— Set tasks —
• 1. From the retirement plan article, copy word for word the part that begins with the words containing "The gap narrows" and ends with "features and simplicity.".
• 2. According to the retirement plan article, what does choosing between a SEP IRA and a Solo 401(k) depend on? List every factor it names.
• 3. Translate this sentence from the retirement plan article into Spanish: "SEP IRAs are entirely pre-tax, with no Roth option available."

If you are self-employed, choosing the right retirement plan can save you tens of thousands in taxes over your career. The SEP IRA and Solo 401(k) are the two dominant options, and the right choice depends on your income level, contribution goals, and desire for flexibility.

SEP IRA: Simplicity and Speed

The Simplified Employee Pension IRA is exactly what its name suggests: simple. You can open one in minutes at any major brokerage, contributions are tax-deductible, and the paperwork is minimal. There are no annual filing requirements with the IRS until account balances become very large.

For 2024, you can contribute up to 25% of your net self-employment income, with a maximum of $69,000. Net self-employment income is your business profit minus half of your self-employment tax, so the effective contribution rate is closer to 20% of gross Schedule C profit for sole proprietors.

The SEP IRA shines for high earners who want a dead-simple plan. If you earn $300,000 or more in net self-employment income, you can hit the $69,000 maximum without complex calculations. Contributions are entirely employer contributions (even though you are both the employer and employee), which simplifies the contribution calculation.

Deadline advantage: SEP IRA contributions can be made up to your tax filing deadline, including extensions. This means you can wait until October 15 to decide how much to contribute for the prior year, giving you maximum flexibility based on your actual income.

Solo 401(k): Power and Flexibility

The Solo 401(k), also called an Individual 401(k) or one-participant 401(k), offers more features but requires slightly more administrative effort. It is available to self-employed individuals with no employees other than a spouse.

The key advantage is the dual contribution structure. You can make both employee deferrals (up to $23,000 in 2024, plus $7,500 catch-up if over 50) and employer contributions (up to 25% of net self-employment income). The combined total cannot exceed $69,000 ($76,500 with catch-up).

Solo 401(k) Exclusive Features

The Income Crossover Point

For self-employed individuals, the crucial question is: at what income level does each plan allow the maximum contribution? This is where the Solo 401(k) has a decisive advantage for most self-employed workers.

Example: Comparing Contributions at $80,000 Net Income

SEP IRA: 25% of net self-employment income (approximately 20% of gross) = roughly $16,000

Solo 401(k): $23,000 employee deferral + approximately $14,800 employer contribution (20% of adjusted net) = roughly $37,800

The Solo 401(k) allows more than double the contribution at $80,000 of income.

The gap narrows as income increases. At approximately $270,000 in net self-employment income, both plans converge at the $69,000 maximum. Above that level, the contribution capacity is identical and the decision comes down to features and simplicity.

For income below about $200,000, the Solo 401(k) almost always allows significantly higher contributions because the employee deferral portion acts as a flat contribution that is not limited by income percentage. A freelancer earning $50,000 can put away $23,000 in employee deferrals plus roughly $9,300 in employer contributions for a total of $32,300 in a Solo 401(k), versus only about $10,000 in a SEP IRA.

The Roth Factor

If tax-free retirement income is a priority, the Solo 401(k) wins by default. SEP IRAs are entirely pre-tax, with no Roth option available. The Solo 401(k) allows you to designate your employee deferrals as Roth contributions, meaning you pay tax on those dollars now but never pay tax on the growth or withdrawals.

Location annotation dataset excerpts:
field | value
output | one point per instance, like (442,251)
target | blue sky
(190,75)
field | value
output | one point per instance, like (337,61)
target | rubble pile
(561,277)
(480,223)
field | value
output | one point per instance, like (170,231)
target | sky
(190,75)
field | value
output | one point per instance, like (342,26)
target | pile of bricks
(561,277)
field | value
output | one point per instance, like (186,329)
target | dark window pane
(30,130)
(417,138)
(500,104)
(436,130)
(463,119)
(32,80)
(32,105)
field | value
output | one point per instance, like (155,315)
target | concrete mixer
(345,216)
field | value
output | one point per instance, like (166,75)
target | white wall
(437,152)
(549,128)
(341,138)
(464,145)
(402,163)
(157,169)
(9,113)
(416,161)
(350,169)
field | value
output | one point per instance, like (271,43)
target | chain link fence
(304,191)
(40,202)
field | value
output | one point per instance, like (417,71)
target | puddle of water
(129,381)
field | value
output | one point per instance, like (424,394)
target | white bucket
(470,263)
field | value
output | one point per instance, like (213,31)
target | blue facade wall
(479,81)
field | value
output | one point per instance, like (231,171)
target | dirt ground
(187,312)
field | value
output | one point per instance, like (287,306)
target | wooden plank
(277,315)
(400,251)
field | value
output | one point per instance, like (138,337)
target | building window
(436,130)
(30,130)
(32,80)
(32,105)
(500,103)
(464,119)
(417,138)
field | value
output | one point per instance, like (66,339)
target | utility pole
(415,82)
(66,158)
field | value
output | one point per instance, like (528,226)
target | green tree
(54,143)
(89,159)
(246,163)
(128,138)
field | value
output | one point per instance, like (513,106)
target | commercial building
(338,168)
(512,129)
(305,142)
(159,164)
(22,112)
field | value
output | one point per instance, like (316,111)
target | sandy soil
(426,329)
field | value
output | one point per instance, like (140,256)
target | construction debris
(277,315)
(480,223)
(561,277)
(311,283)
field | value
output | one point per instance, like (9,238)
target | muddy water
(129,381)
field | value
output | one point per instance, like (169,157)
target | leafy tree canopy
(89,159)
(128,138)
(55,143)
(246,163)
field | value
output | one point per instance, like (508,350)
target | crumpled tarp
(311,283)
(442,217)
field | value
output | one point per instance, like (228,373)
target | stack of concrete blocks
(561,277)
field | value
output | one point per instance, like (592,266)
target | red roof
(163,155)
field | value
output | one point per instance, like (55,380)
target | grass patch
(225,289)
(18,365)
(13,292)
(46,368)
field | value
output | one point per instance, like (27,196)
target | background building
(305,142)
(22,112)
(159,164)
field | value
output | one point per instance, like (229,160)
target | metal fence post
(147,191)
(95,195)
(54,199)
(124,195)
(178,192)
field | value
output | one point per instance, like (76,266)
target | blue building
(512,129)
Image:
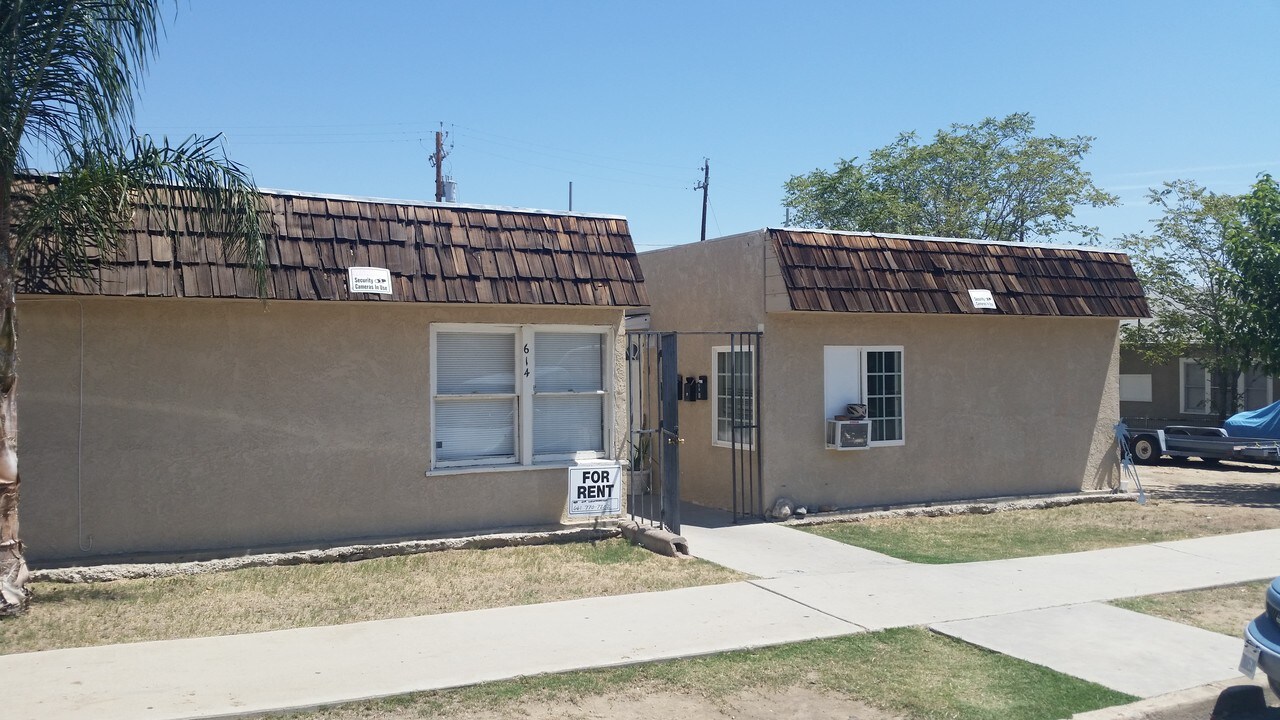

— Responses in order —
• 1.
The gap narrows as income increases. At approximately $270,000 in net self-employment income, both plans converge at the $69,000 maximum. Above that level, the contribution capacity is identical and the decision comes down to features and simplicity.

• 2.
- Income level
- Contribution goals
- Desire for flexibility

• 3. Las SEP IRA son completamente antes de impuestos, sin ninguna opción Roth disponible.